**Required tasks:**
• 1. Answer these from the Andrew Roberts passage:
(a) In what region did the boating expedition take place?
(b) What did Roberts hire for the day?
(c) What was stuck fast when the seas got rough?
• 2. Reproduce the Andrew Roberts passage word for word, beginning at the words "I adore Andrew" and stopping after the words "its bromantic intensity.".
• 3. Write what comes next in the Andrew Roberts passage, starting after its final sentence.

**Passage shown:**
:::

I adore Andrew Roberts. We go back a long way. Once, on a boating expedition gone wrong in the south of France, we had a bonding moment almost Brokeback Mountain-esque in its bromantic intensity.
Roberts had hired an expensive speedboat for the day (as Andrew Roberts would) and we’d left very little time to get it back to harbour and avoid being stung for a massive surcharge. Problem was, the seas had got very rough and our anchor was stuck fast. We manoeuvred the boat this way and that to no avail. There was nothing for it. Someone would have to dive down to free it.

:::

**Supplied material:**
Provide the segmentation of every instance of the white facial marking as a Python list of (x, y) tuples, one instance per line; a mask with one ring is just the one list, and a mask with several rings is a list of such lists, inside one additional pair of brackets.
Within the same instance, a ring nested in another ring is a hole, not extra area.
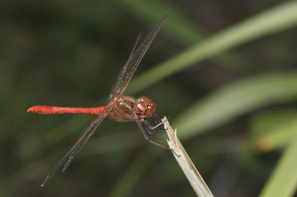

:::

**Responses to the exercise:**
• 1.
(a) The south of France.
(b) An expensive speedboat.
(c) The anchor.

• 2.
I adore Andrew Roberts. We go back a long way. Once, on a boating expedition gone wrong in the south of France, we had a bonding moment almost Brokeback Mountain-esque in its bromantic intensity.

• 3.
It wasn’t easy. The water was cold and dark, visibility near-zero, and the anchor was way below comfortable free-diving distance. Various, increasingly desperate efforts were made by our party. But only two of us got as far as the bottom. I remember it now, Roberts and I, wrestling side by side in the murk, knowing that the survival (well, almost) of our whole party depended on us. Then the pure elation as together we worked the anchor loose and were finally free to burst, gasping, to the surface. ‘Yes, he may be a bit effete and sleek,’ I thought. ‘But I’d have been happy to have him co-pilot my midget submarine on Operation Source…’
Since those early days I have watched, admiringly, as young Andrew has gone on to do quite well for himself — most recently with his hugely acclaimed biography Napoleon the Great. Roberts’s thesis is that, far from being an almost Hitler-like dictator, Napoleon was in fact utterly fab and we should all admire him as much as Roberts has done since the age of ten. His new three-part BBC2 series is part of this rehabilitation exercise.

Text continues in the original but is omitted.